### [作業指示]
ページ抜粋のうち、「白か黒か的な発想だとどうしてもそうなります。」から「普及も少なかったのですが、今は当時の10倍ぐらいの市場になっているようです。」までを一字一句違えずに書き写してください。

### [ページ抜粋]

================

日本に限らず、世界的にもよくあることですが、
政策が振り子のように一気に反対に動くことがあります。

日本ではベンチャーIPO市場がまさにそうで、
2000年直前市場開設で一気に盛り上がり、一時期落ち込んだが、
また盛り上がり、ライブドア事件で一気に規制的な動きになる。

白か黒か的な発想だとどうしてもそうなります。

経済も成長重視か再建中止かに割れており、
その妥協を探る動きはあの自民党でも少ないようです。

そして、その典型として最近出てきるのが派遣に関する規制。
派遣が出来、範囲が広がり、使用可能な年数が増えるという規制緩和の流れが
最近続いていました。
私自身1998年〜1999年に派遣を経験したことがありますが、
当時は職種も限られている上に、スキル的な制約も多少今よりありましたし、
普及も少なかったのですが、今は当時の10倍ぐらいの市場になっているようです。

================

### [データ行]
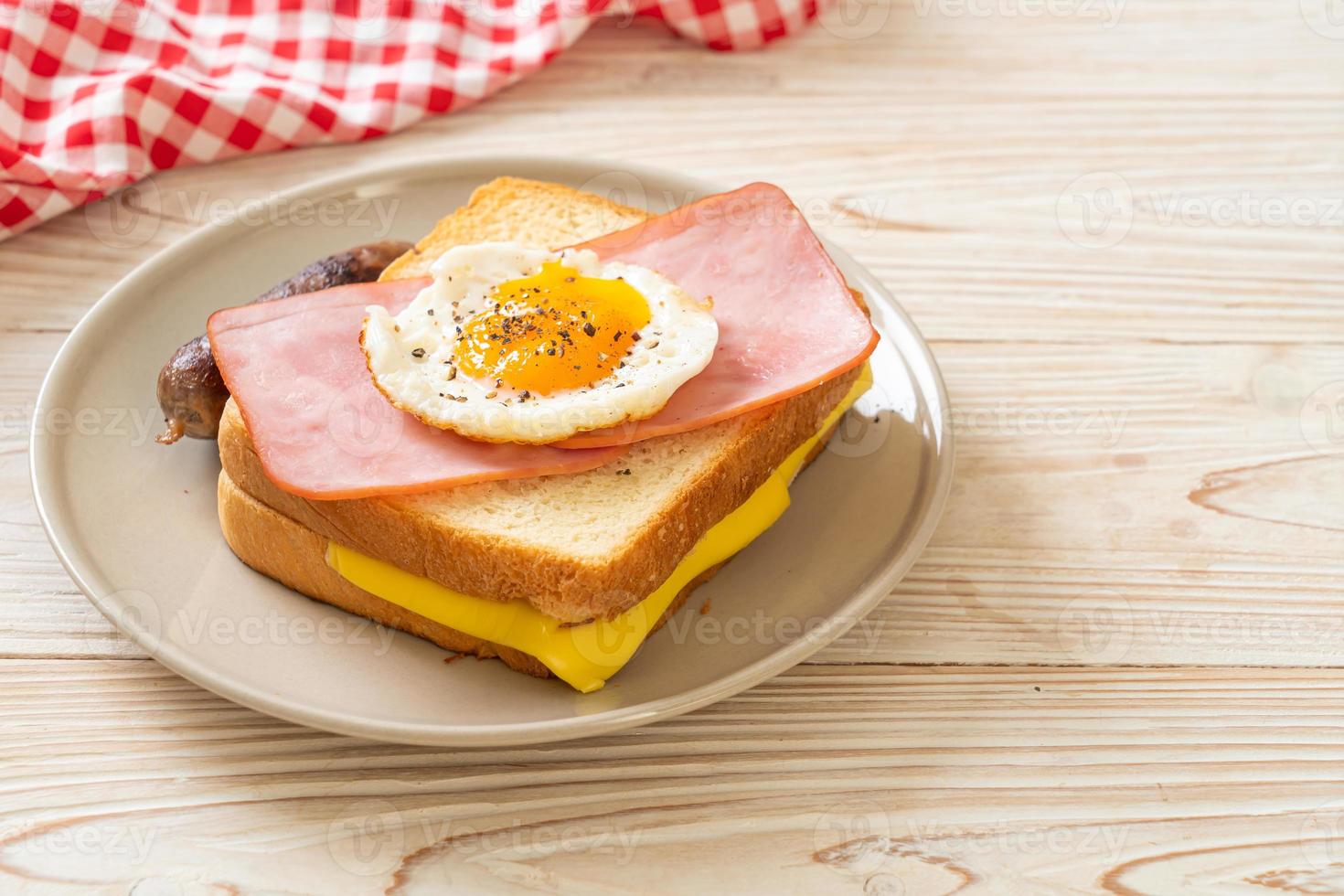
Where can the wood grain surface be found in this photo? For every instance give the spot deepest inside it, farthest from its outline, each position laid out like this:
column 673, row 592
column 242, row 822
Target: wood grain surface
column 1117, row 667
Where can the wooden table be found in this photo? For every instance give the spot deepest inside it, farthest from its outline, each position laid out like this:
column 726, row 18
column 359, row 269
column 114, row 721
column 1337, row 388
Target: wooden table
column 1118, row 667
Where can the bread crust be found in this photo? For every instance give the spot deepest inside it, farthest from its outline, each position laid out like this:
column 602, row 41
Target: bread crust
column 277, row 547
column 551, row 215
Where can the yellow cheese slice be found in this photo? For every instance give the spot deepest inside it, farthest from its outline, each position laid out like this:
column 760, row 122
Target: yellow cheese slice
column 585, row 656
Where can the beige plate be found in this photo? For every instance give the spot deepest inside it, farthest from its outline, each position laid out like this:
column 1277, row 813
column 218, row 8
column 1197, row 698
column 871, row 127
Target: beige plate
column 134, row 523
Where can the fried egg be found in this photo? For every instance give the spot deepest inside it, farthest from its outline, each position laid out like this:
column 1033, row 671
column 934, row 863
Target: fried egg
column 520, row 344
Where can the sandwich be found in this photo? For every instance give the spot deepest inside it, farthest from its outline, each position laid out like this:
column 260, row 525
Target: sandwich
column 545, row 425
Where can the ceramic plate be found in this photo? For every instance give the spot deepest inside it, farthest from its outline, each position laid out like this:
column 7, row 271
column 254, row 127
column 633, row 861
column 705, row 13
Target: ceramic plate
column 134, row 521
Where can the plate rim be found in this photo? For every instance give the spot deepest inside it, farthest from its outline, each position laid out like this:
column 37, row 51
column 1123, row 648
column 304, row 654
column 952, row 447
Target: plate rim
column 42, row 463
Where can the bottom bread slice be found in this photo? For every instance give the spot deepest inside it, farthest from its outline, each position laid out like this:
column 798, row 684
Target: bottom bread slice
column 296, row 557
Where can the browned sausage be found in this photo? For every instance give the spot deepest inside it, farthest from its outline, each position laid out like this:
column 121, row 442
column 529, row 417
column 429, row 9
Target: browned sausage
column 192, row 394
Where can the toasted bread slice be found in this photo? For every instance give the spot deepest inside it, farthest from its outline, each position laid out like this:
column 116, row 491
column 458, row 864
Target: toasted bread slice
column 296, row 557
column 520, row 211
column 581, row 546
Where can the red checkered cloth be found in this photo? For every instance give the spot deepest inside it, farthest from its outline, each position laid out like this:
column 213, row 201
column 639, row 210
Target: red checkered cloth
column 97, row 94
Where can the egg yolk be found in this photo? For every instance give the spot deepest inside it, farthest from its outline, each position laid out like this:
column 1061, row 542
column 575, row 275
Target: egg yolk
column 552, row 331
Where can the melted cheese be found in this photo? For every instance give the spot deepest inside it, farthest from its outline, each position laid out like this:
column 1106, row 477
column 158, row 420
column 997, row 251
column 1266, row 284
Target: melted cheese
column 585, row 656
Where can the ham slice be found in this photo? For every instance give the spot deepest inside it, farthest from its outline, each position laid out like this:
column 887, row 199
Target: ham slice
column 786, row 318
column 319, row 425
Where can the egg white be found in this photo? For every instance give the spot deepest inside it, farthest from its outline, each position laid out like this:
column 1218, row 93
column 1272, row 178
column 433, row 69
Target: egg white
column 675, row 346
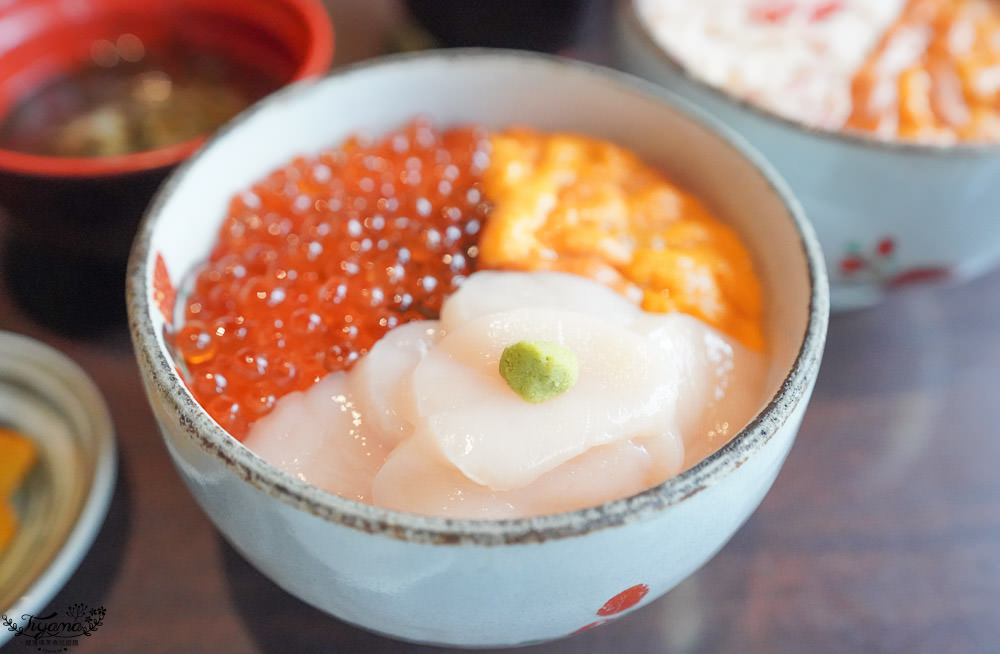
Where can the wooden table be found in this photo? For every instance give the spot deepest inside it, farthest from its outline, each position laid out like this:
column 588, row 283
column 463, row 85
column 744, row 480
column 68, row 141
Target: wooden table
column 882, row 533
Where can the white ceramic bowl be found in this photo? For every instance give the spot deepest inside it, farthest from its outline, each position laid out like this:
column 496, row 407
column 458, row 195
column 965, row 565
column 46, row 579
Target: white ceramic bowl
column 888, row 214
column 465, row 582
column 63, row 501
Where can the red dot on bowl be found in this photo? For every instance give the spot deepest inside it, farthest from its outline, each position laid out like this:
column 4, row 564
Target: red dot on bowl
column 624, row 600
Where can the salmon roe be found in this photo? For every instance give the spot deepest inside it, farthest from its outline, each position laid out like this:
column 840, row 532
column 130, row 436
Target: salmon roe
column 317, row 261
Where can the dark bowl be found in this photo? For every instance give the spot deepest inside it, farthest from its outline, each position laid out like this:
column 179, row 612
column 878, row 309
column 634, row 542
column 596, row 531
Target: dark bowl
column 69, row 219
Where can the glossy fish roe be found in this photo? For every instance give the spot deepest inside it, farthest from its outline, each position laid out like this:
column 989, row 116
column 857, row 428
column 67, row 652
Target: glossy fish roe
column 316, row 262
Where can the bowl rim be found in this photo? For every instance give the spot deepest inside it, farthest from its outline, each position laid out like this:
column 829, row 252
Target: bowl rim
column 629, row 17
column 162, row 378
column 317, row 59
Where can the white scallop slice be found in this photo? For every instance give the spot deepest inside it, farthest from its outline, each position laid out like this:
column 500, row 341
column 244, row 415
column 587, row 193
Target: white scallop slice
column 722, row 381
column 498, row 439
column 319, row 437
column 493, row 291
column 380, row 381
column 416, row 480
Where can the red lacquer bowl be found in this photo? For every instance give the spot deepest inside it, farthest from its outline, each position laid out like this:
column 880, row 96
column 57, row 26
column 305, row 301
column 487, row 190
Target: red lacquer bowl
column 70, row 220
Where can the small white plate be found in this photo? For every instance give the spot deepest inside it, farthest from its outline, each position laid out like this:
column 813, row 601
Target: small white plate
column 64, row 498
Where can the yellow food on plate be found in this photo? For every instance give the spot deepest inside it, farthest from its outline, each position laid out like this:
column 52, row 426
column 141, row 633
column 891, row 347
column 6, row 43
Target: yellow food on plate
column 581, row 205
column 17, row 455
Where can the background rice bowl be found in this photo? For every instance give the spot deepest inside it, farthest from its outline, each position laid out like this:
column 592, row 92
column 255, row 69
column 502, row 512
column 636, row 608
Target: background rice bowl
column 888, row 214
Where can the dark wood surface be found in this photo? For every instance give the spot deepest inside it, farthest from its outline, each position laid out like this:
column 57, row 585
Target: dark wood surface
column 881, row 534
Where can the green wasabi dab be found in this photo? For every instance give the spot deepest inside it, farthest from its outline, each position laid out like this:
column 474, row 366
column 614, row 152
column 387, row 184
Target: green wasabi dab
column 539, row 370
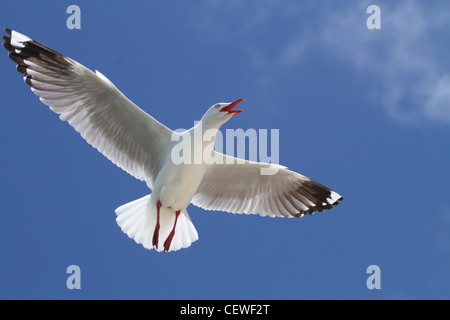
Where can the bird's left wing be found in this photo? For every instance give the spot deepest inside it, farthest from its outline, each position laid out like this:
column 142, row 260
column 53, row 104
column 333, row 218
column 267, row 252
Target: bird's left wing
column 89, row 102
column 238, row 186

================

### [解答]
白か黒か的な発想だとどうしてもそうなります。

経済も成長重視か再建中止かに割れており、
その妥協を探る動きはあの自民党でも少ないようです。

そして、その典型として最近出てきるのが派遣に関する規制。
派遣が出来、範囲が広がり、使用可能な年数が増えるという規制緩和の流れが
最近続いていました。
私自身1998年〜1999年に派遣を経験したことがありますが、
当時は職種も限られている上に、スキル的な制約も多少今よりありましたし、
普及も少なかったのですが、今は当時の10倍ぐらいの市場になっているようです。